* **HOW TO COMPLETE THIS TASK**
Somewhere below are a line with "Target: wooden support post" and a later line with "Target: grass lawn". Output exactly those lines and all lines between them.

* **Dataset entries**
* * *
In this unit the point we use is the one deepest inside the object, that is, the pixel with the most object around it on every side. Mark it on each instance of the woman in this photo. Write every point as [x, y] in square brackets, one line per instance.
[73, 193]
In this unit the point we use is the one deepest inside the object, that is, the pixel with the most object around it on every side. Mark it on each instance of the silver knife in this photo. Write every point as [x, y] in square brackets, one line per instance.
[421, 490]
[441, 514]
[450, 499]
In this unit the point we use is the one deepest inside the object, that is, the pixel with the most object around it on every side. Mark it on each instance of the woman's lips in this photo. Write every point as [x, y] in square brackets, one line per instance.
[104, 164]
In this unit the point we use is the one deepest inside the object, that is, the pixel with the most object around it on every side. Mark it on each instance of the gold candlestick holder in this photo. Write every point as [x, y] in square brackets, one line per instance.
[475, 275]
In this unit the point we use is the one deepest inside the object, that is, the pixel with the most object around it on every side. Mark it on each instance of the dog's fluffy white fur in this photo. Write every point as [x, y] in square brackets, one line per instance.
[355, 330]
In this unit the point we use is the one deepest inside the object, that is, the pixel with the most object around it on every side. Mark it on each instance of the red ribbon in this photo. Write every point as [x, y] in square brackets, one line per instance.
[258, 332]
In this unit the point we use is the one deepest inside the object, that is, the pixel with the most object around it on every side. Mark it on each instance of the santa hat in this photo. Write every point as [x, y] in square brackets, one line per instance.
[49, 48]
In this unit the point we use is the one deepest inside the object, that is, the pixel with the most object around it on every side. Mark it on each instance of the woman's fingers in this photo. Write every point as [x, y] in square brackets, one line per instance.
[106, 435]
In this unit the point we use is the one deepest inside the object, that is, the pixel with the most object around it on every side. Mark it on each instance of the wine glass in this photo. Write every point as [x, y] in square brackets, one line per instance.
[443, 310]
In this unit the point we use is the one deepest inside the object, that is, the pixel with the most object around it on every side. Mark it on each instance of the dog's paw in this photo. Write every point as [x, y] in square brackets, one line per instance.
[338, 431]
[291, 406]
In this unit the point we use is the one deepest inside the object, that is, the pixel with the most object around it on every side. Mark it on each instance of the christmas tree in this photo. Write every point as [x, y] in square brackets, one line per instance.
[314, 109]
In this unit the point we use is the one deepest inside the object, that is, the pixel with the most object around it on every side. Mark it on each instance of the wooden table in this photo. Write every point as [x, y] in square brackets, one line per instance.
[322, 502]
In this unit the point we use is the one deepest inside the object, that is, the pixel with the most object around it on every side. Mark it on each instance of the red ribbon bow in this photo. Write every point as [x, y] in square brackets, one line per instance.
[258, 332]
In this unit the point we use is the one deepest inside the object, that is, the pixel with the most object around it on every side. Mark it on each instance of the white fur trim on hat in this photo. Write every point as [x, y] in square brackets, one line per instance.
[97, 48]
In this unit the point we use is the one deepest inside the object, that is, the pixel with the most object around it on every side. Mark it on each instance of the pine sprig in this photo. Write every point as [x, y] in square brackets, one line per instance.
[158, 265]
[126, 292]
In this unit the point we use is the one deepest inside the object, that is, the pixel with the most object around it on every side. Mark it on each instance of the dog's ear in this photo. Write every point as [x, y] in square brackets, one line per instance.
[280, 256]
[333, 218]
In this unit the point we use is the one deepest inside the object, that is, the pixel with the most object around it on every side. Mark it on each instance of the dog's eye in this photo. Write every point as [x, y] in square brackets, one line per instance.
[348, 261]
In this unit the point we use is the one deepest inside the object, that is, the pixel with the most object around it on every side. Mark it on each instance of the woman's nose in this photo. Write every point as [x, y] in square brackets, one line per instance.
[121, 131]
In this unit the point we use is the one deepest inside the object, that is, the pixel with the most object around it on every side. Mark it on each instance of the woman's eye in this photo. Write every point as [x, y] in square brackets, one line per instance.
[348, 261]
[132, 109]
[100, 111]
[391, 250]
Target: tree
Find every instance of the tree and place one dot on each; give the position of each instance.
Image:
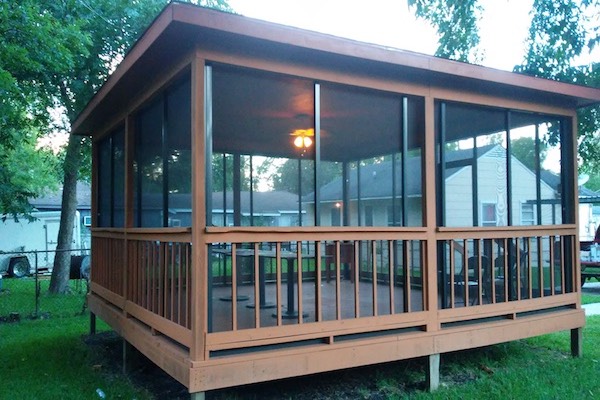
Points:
(523, 149)
(35, 47)
(456, 24)
(112, 26)
(560, 31)
(556, 37)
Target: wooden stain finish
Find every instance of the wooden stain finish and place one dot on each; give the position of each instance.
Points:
(151, 284)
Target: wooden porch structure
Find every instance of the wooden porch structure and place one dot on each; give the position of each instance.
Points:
(220, 302)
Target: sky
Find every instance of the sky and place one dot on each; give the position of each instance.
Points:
(503, 28)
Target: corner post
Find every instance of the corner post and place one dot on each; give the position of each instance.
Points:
(433, 372)
(577, 342)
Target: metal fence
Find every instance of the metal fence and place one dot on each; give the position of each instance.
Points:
(25, 281)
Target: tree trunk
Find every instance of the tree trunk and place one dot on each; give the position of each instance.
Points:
(59, 283)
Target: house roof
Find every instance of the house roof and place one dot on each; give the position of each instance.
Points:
(180, 28)
(375, 178)
(264, 203)
(53, 200)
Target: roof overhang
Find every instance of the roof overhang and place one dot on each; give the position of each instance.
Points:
(182, 27)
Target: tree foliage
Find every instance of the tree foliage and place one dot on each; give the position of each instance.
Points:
(36, 48)
(557, 36)
(110, 27)
(560, 31)
(456, 25)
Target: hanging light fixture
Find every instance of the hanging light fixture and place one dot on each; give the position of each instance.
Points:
(303, 138)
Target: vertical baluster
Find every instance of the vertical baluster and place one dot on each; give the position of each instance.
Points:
(518, 261)
(529, 271)
(506, 271)
(188, 292)
(492, 268)
(278, 284)
(374, 262)
(338, 300)
(257, 300)
(234, 287)
(406, 249)
(299, 279)
(452, 272)
(318, 278)
(391, 272)
(540, 266)
(356, 254)
(423, 271)
(479, 271)
(466, 271)
(552, 266)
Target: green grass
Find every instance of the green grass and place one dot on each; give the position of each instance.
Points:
(47, 359)
(18, 296)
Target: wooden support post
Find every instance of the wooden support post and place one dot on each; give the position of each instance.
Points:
(197, 396)
(577, 342)
(131, 357)
(92, 323)
(433, 372)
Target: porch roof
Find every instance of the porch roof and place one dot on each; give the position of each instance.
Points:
(182, 27)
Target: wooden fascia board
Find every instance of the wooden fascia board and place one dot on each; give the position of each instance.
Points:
(332, 44)
(203, 18)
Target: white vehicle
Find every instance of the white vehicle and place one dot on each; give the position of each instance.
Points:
(19, 240)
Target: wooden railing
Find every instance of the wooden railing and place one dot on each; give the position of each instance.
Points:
(146, 273)
(270, 287)
(492, 266)
(108, 261)
(159, 279)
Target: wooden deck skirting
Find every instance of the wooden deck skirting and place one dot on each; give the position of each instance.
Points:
(153, 309)
(246, 368)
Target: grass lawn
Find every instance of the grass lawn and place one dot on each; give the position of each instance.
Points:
(47, 358)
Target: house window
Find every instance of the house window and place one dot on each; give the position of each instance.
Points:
(527, 214)
(336, 216)
(488, 214)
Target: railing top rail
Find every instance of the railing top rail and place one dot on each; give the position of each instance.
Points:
(497, 232)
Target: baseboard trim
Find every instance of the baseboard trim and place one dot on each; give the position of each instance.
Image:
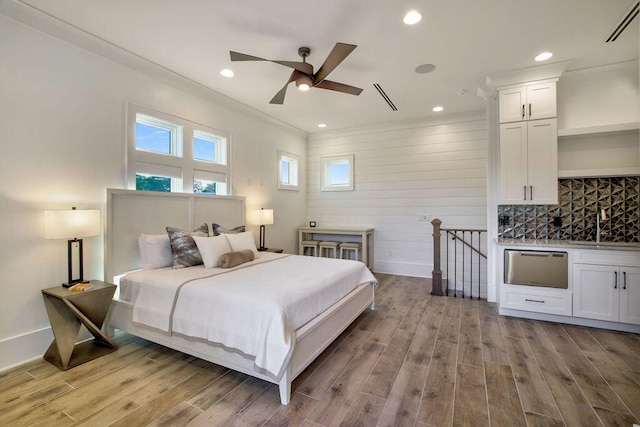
* * *
* **FINISHED TASK**
Target: wooden support post
Find every instance of the wooden support post and place one dot on each; give the position of each instance.
Points:
(197, 396)
(577, 342)
(131, 357)
(92, 323)
(433, 372)
Target: porch roof
Find every instance of the porch roof and place one dot on each; give the position of each instance.
Points:
(182, 27)
Target: wooden fascia board
Find every instance of the wooden fascia board and place one dot on each; give the position of each instance.
Points:
(332, 44)
(203, 18)
Target: white vehicle
Find every instance of the white vehicle and place one dot on each; give the position of each instance.
Points:
(19, 240)
Target: wooden railing
Find every instance of the wooden railing and place one dot on each; give the position of each instance.
Points:
(146, 273)
(270, 287)
(492, 266)
(108, 261)
(159, 279)
Target: wooden deck skirting
Find every instance of the wooden deck skirting and place one dot on each; give the position of each instance.
Points:
(153, 309)
(246, 368)
Target: grass lawn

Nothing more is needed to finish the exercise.